+++ Data excerpts

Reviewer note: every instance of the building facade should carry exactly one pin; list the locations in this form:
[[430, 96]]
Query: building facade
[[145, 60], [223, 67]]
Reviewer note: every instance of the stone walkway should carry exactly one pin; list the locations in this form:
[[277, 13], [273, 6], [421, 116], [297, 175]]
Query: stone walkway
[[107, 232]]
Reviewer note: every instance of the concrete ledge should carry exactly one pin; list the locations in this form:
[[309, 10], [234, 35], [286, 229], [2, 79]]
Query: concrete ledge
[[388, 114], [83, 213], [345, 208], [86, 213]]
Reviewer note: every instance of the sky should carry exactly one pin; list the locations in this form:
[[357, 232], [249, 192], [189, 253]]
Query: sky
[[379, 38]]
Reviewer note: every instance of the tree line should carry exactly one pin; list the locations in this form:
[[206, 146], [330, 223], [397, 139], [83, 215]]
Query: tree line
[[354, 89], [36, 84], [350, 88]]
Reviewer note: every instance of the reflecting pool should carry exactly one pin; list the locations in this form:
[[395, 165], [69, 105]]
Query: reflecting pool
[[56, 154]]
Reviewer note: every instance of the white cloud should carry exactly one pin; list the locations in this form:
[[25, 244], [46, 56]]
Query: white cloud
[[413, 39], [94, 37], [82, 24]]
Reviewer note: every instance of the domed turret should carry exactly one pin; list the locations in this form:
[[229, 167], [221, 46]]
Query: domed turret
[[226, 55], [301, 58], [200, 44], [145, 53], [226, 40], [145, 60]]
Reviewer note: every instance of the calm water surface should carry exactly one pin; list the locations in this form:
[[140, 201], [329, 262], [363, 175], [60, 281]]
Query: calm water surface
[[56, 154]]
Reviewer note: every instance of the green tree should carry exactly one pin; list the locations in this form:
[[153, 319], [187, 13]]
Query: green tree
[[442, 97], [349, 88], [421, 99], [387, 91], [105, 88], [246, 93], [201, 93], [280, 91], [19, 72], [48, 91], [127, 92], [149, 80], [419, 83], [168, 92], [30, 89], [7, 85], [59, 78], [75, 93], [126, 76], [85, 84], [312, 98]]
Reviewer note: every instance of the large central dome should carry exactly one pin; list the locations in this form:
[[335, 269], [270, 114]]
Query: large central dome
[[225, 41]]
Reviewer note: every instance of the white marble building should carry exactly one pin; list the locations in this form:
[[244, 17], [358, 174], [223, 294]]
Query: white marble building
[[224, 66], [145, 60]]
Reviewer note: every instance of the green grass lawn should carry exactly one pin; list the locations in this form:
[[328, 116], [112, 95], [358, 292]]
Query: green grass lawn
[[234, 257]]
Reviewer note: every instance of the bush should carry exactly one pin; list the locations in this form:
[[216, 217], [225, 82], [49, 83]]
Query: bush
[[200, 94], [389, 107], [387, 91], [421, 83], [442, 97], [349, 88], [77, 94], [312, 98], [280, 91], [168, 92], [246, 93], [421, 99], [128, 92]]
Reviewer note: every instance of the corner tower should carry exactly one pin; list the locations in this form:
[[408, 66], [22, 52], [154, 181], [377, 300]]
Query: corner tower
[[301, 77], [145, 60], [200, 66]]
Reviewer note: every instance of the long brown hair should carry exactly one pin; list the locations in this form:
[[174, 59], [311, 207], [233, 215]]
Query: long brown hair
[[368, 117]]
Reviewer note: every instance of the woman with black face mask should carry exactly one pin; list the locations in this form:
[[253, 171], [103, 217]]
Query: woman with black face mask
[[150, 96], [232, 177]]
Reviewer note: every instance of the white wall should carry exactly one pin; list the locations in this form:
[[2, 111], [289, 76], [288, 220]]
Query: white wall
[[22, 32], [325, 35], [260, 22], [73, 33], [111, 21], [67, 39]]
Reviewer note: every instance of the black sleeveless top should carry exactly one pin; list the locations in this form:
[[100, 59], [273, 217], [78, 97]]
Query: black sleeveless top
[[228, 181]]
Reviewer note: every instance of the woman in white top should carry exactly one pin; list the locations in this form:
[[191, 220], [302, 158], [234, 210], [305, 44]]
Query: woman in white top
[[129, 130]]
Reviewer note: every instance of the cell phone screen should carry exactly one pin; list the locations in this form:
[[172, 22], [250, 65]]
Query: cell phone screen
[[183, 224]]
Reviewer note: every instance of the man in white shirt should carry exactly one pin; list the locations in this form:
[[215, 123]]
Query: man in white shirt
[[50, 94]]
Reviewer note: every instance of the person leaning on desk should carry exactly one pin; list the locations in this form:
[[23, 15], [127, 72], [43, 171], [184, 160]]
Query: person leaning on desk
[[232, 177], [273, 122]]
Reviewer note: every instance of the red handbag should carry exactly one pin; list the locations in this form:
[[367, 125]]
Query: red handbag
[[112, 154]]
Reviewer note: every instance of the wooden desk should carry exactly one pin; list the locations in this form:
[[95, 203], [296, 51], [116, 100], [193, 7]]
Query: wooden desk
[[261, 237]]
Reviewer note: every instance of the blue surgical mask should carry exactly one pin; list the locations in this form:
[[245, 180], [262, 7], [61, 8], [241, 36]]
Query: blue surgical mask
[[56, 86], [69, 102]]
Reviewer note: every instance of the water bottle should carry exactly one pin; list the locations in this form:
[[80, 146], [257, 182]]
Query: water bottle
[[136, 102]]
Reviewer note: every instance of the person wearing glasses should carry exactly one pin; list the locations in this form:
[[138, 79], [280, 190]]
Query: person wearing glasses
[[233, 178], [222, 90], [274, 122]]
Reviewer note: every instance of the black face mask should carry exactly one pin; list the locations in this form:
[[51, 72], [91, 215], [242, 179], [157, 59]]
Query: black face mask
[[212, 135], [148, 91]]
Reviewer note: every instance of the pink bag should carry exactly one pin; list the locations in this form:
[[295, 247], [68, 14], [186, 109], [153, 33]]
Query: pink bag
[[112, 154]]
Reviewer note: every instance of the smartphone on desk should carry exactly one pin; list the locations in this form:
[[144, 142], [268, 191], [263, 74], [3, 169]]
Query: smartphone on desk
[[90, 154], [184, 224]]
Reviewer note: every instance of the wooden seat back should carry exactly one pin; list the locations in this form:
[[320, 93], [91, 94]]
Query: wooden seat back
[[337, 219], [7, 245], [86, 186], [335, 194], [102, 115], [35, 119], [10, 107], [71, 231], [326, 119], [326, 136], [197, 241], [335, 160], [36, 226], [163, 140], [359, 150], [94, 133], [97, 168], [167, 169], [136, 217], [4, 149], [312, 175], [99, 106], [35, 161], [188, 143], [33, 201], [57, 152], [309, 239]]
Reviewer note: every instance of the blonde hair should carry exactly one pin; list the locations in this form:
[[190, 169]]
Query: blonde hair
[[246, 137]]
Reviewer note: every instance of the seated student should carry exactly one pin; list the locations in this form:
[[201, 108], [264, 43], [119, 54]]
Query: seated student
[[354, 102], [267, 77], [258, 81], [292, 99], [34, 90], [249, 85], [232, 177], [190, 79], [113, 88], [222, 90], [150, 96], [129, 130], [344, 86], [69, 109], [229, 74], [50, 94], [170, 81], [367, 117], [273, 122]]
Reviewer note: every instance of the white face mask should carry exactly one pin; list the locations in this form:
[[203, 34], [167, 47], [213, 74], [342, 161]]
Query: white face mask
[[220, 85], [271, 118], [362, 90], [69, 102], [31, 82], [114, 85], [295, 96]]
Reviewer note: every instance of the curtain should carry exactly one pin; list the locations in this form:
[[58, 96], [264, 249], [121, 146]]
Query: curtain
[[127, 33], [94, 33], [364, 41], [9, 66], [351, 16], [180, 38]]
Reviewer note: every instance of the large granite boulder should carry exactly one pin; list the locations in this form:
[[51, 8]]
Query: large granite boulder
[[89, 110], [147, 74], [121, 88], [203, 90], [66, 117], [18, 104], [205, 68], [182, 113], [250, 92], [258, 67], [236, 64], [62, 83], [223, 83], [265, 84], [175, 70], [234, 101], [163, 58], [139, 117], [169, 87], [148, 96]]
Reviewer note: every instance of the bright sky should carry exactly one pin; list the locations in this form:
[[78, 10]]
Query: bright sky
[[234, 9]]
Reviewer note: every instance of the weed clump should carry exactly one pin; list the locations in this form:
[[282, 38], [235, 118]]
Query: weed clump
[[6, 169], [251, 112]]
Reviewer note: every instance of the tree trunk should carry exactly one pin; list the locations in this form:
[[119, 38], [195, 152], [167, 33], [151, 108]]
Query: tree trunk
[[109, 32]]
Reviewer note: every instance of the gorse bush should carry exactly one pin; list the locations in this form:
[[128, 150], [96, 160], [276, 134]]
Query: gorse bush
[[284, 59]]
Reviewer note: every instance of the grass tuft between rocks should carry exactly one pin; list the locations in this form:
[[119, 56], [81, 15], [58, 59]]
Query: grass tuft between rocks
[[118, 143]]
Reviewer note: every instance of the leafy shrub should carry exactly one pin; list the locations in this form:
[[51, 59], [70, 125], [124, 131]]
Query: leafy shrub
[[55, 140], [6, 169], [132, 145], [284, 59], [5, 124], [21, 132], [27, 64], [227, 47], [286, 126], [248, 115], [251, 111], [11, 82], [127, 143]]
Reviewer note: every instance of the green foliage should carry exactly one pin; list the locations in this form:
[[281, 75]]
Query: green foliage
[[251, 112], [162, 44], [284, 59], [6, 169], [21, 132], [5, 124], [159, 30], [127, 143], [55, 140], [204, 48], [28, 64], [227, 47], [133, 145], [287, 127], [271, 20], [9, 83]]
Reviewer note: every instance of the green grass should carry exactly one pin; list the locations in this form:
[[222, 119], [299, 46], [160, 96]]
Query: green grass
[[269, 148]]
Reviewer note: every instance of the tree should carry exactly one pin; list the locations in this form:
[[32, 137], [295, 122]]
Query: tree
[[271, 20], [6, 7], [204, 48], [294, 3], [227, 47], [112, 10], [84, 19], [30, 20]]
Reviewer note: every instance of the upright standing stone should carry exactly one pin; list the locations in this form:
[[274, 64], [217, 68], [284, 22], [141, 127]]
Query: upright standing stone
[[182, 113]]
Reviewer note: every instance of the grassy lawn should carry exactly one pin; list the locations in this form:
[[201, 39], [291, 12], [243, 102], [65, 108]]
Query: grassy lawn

++++++

Your answer should hold only the lines from the one with "Reviewer note: every instance of the grassy" through the end of the listing above, both ends included, written out exactly.

Reviewer note: every instance of the grassy lawn should carry exactly one pin; list the locations in this form:
[[201, 39], [291, 12], [243, 102], [65, 108]]
Query: grassy lawn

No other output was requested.